--- START ---

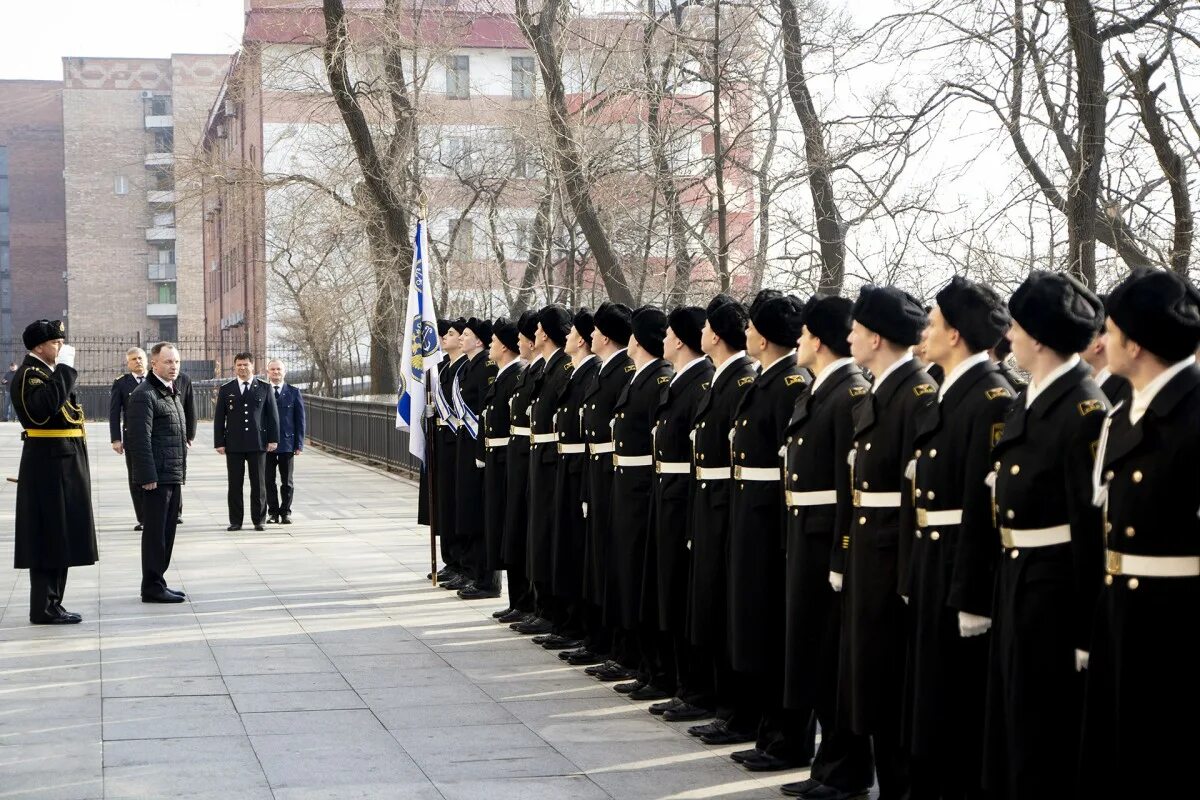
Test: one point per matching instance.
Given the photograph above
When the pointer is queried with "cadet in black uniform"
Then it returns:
(1143, 695)
(954, 543)
(612, 324)
(724, 340)
(887, 324)
(756, 570)
(1053, 559)
(54, 528)
(820, 504)
(245, 427)
(553, 325)
(469, 388)
(493, 445)
(516, 510)
(666, 588)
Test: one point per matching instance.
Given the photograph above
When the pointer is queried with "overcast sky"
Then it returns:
(35, 35)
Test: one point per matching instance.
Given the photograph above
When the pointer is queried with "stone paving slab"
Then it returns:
(312, 661)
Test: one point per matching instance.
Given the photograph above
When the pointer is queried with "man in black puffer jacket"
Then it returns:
(156, 440)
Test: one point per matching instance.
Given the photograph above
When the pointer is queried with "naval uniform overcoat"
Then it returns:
(756, 571)
(1045, 596)
(708, 606)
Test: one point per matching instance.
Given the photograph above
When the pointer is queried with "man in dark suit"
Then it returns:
(289, 404)
(118, 416)
(245, 426)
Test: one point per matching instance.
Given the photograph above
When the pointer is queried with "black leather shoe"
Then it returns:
(685, 713)
(161, 597)
(648, 692)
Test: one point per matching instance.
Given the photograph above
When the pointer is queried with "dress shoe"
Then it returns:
(687, 713)
(659, 709)
(161, 596)
(648, 692)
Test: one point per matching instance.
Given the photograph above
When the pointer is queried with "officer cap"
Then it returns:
(892, 313)
(1057, 310)
(556, 322)
(43, 330)
(780, 319)
(975, 311)
(688, 323)
(649, 329)
(505, 330)
(1159, 310)
(615, 320)
(829, 319)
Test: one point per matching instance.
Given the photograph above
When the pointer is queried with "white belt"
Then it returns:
(827, 498)
(1035, 536)
(756, 474)
(947, 517)
(1152, 566)
(713, 473)
(876, 499)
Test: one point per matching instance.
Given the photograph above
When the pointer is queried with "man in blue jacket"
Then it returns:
(291, 407)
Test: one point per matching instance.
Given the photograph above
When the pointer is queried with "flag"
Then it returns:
(421, 352)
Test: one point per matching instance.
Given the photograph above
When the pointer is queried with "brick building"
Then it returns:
(33, 239)
(133, 241)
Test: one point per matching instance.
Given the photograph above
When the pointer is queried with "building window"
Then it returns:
(522, 77)
(459, 77)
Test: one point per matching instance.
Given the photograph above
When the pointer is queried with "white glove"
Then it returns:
(972, 625)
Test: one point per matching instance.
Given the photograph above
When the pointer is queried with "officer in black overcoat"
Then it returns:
(820, 503)
(53, 528)
(667, 587)
(553, 325)
(469, 389)
(516, 510)
(1051, 563)
(724, 340)
(887, 324)
(492, 447)
(952, 566)
(756, 570)
(245, 428)
(612, 325)
(1143, 695)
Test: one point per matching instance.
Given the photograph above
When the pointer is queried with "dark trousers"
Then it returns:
(161, 509)
(46, 590)
(279, 498)
(235, 467)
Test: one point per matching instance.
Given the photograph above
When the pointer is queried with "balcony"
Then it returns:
(161, 272)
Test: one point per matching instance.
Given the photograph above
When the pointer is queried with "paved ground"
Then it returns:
(312, 661)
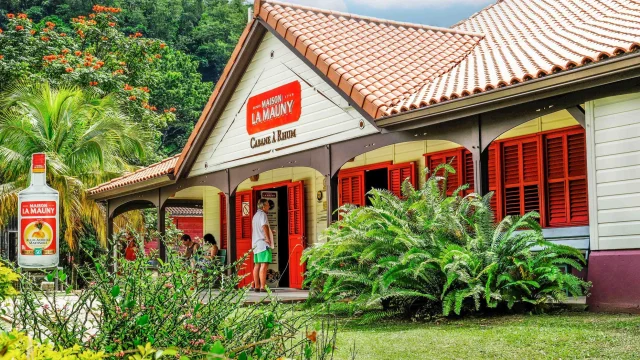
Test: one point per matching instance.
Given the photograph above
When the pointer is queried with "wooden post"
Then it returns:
(162, 231)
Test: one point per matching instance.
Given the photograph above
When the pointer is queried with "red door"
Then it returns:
(398, 174)
(223, 221)
(244, 209)
(297, 233)
(351, 188)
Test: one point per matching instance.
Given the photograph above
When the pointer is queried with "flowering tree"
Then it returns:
(97, 54)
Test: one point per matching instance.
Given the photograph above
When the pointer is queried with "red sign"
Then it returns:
(274, 108)
(38, 208)
(38, 163)
(38, 236)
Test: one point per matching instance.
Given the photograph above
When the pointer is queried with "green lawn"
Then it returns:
(566, 336)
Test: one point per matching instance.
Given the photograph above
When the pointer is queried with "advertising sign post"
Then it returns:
(38, 220)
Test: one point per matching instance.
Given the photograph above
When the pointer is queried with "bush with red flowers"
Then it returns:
(97, 54)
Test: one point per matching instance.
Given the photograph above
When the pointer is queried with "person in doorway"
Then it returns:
(130, 250)
(212, 247)
(262, 243)
(190, 249)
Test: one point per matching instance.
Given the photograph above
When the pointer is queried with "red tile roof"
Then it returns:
(528, 39)
(156, 170)
(184, 211)
(387, 67)
(376, 62)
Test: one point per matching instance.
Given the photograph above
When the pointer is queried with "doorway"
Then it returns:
(290, 218)
(278, 273)
(375, 179)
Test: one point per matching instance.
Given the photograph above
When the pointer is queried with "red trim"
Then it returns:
(223, 220)
(271, 185)
(376, 166)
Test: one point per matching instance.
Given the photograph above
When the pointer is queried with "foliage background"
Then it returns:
(199, 36)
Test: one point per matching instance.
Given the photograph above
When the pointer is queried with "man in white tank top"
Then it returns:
(262, 243)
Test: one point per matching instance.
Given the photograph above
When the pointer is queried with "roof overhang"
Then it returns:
(133, 188)
(619, 68)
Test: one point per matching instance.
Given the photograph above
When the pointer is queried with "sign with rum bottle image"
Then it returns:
(38, 217)
(39, 233)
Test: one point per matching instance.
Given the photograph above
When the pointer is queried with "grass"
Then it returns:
(565, 336)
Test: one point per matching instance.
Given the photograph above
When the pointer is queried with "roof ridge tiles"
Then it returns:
(131, 174)
(373, 19)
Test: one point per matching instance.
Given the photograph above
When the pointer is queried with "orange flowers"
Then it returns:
(100, 8)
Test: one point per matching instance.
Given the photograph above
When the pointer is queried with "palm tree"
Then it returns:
(87, 139)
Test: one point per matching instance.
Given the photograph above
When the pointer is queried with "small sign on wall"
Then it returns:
(246, 208)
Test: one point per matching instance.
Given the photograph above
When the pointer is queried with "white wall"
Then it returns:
(613, 156)
(326, 117)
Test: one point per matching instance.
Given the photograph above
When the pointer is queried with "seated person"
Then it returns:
(212, 247)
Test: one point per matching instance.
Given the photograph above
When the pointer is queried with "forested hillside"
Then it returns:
(163, 56)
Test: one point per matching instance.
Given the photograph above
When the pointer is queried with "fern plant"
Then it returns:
(437, 253)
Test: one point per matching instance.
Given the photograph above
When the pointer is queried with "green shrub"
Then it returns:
(7, 278)
(435, 253)
(171, 307)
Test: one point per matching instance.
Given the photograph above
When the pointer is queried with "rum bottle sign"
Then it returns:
(38, 219)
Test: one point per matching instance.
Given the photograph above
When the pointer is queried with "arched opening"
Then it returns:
(197, 211)
(388, 167)
(297, 215)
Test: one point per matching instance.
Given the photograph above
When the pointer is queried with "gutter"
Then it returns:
(619, 68)
(120, 191)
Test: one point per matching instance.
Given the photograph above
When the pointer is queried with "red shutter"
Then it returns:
(494, 183)
(351, 188)
(467, 171)
(521, 176)
(578, 191)
(223, 221)
(297, 233)
(398, 174)
(566, 170)
(244, 212)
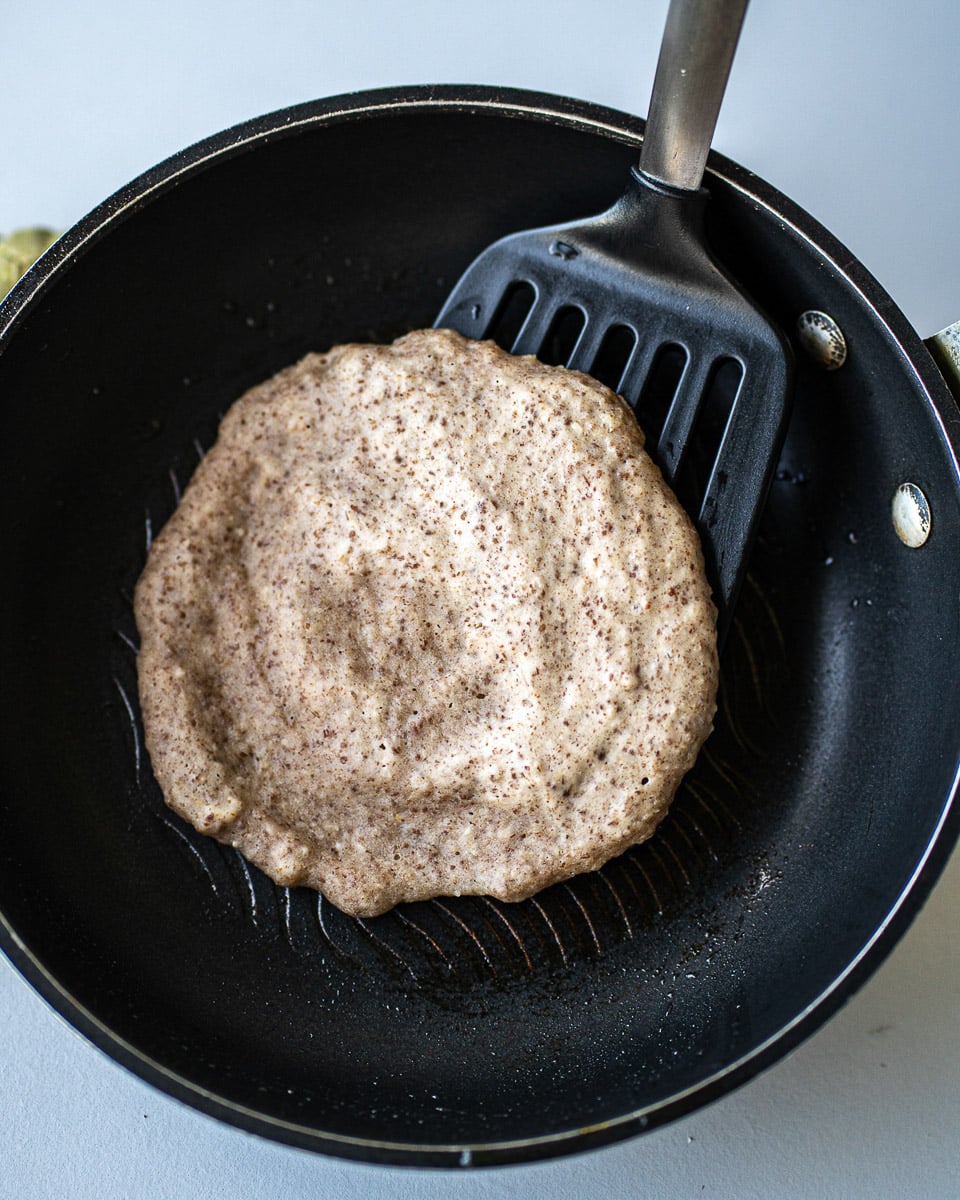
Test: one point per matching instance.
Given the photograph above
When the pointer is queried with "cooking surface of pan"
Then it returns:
(460, 1030)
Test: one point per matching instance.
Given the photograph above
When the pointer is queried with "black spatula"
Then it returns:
(630, 292)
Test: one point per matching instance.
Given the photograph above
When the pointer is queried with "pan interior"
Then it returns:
(599, 1006)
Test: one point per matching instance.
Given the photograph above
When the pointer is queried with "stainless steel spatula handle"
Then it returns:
(691, 76)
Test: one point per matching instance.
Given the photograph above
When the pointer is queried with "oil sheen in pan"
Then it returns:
(461, 941)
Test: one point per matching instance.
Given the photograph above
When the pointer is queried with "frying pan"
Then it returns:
(461, 1031)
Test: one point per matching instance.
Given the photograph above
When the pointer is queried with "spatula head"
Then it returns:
(635, 298)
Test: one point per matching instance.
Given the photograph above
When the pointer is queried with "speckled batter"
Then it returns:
(427, 622)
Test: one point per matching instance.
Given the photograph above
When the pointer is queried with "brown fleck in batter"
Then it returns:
(427, 622)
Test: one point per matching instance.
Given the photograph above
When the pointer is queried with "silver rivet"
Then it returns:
(822, 339)
(911, 515)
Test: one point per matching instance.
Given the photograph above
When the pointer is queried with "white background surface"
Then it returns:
(849, 107)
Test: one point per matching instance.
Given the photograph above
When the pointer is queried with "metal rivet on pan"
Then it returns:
(911, 515)
(822, 339)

--- END ---

Stated exercise. List every line in the records that contains the word "bottle". Case counts.

Response for this exercise.
When the pointer is queried with "sign with rum bottle image"
When the pointer is queried with "rum bottle sign"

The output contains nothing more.